**SCHRIFTELIJKE OPDRACHT A:**
Schrijf de regels van de records opnieuw volledig uit, beginnend bij de regel met "Note: point at the stone pedestal" en eindigend bij het einde van de records. Verhoog daarbij elk getal in de antwoorden, de coördinaten, met 123.

**GETOONDE TEKST:**
B. Drukke dagen heeft iedereen wel eens maar ik raak daar over het
algemeen niet overprikkeld van. Als ik dan eventueel wat moe ben dan is dat na een nachtje
slapen gewoon weer over.
C. Natuurlijk heb ik drukke dagen. Ik neem dan tijdens die dagen
regelmatig een pauze voor mezelf wat me goed doet. Ik kies ervoor om bewust bij mezelf te
blijven tijdens mijn bezigheden en daar hou ik contact mee terwijl ik mijn dingen doe. Ik weet
hoe ik de overprikkeling kan voorkomen en daardoor hoef ik me niet meer zozeer terug te trekken.
Ik kan dan wel wat moe zijn maar dat is na een nachtje slapen weer hersteld.
Raak je over het algemeen gemakkelijk overvoerd door stimuli (prikkels) zoals fel licht, sterke
geuren, grove weefsels of specifieke geluiden?
A. Ik herken dat. Dergelijke prikkels komen gemakkelijk, direct en
hard bij me binnen en dat voel ik duidelijk doordat het me overvoerd. Ik heb bijvoorbeeld in
drukte soms het gevoel dat ik het met mijn aandacht niet goed ‘bij kan houden’ en het kan me
duizelen. Het maakt me dan moe en gespannen.
B. Ik heb daar vrijwel nooit last van.
C. Ik merk deze stimuli inderdaad heel eenvoudig op en het komt
daardoor soms ook gemakkelijk bij me binnen. Ik merk echter ook op dat er in mezelf weinig tot
geen weerstanden zijn tegen dergelijke situaties en dat ik merendeels aandachtig bij mezelf kan
verblijven. Ik word er dan ook niet echt moe of gespannen door.
Vind je dat je een rijke en complexe innerlijke belevingswereld hebt?

**INVOERMATERIAAL:**
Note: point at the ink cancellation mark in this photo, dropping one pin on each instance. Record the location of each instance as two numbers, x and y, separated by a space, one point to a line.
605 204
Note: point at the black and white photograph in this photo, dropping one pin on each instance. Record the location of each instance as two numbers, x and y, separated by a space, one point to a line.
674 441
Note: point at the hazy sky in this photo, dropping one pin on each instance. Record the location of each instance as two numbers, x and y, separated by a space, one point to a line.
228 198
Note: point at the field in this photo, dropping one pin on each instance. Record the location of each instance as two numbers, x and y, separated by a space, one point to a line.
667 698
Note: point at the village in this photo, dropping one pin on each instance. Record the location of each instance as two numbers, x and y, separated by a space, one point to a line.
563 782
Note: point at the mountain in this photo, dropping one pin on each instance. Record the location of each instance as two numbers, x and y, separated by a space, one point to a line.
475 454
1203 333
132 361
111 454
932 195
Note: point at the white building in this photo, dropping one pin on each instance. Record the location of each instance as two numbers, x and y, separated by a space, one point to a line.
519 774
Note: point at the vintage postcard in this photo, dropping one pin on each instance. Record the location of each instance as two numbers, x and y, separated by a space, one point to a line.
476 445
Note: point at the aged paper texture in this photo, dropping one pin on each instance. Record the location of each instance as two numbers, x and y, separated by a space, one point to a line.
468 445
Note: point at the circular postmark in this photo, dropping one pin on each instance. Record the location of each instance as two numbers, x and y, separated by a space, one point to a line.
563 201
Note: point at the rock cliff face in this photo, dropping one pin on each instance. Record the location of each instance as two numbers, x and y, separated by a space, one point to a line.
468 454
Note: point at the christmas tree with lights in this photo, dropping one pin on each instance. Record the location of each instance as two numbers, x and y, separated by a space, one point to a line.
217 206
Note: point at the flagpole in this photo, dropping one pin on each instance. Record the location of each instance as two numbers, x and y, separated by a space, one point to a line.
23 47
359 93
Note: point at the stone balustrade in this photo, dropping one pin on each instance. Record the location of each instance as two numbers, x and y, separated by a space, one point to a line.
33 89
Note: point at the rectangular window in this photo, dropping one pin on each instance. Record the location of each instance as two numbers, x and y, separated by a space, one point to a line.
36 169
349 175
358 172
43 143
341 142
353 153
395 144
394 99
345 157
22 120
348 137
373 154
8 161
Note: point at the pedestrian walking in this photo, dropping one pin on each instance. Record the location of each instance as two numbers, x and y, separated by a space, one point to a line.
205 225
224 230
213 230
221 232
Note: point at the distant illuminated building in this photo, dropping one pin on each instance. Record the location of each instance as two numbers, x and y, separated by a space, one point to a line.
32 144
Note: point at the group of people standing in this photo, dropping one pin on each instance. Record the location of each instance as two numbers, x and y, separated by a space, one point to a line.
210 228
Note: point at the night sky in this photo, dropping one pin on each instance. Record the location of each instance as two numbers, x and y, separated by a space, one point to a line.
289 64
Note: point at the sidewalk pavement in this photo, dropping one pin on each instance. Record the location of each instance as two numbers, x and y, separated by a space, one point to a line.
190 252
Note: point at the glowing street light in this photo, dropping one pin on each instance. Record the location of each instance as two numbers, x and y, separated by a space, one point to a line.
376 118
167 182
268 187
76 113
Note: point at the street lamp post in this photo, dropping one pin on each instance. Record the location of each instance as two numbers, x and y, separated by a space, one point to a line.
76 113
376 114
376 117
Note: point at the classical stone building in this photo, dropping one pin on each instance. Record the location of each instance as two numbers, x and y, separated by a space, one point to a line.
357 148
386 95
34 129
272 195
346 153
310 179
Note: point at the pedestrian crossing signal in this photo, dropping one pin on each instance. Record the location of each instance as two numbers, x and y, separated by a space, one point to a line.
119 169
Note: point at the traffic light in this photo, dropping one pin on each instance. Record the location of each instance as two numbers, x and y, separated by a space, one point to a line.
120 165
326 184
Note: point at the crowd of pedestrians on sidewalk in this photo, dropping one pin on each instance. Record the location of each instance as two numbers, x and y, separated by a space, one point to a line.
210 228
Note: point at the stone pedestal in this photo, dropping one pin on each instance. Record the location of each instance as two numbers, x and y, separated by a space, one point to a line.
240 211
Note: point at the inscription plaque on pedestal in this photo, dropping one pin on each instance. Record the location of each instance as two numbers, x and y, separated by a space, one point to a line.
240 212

**SCHRIFTELIJKE OPDRACHT B:**
Haal uit de tekst over overprikkeling letterlijk het stuk, beginnend bij "B. Drukke dagen" en eindigend bij "slapen weer hersteld.".

**JUISTE ANTWOORD A:**
Note: point at the stone pedestal in this photo, dropping one pin on each instance. Record the location of each instance as two numbers, x and y, separated by a space, one point to a line.
363 334
Note: point at the inscription plaque on pedestal in this photo, dropping one pin on each instance. Record the location of each instance as two numbers, x and y, separated by a space, one point to a line.
363 335

**JUISTE ANTWOORD B:**
B. Drukke dagen heeft iedereen wel eens maar ik raak daar over het
algemeen niet overprikkeld van. Als ik dan eventueel wat moe ben dan is dat na een nachtje
slapen gewoon weer over.
C. Natuurlijk heb ik drukke dagen. Ik neem dan tijdens die dagen
regelmatig een pauze voor mezelf wat me goed doet. Ik kies ervoor om bewust bij mezelf te
blijven tijdens mijn bezigheden en daar hou ik contact mee terwijl ik mijn dingen doe. Ik weet
hoe ik de overprikkeling kan voorkomen en daardoor hoef ik me niet meer zozeer terug te trekken.
Ik kan dan wel wat moe zijn maar dat is na een nachtje slapen weer hersteld.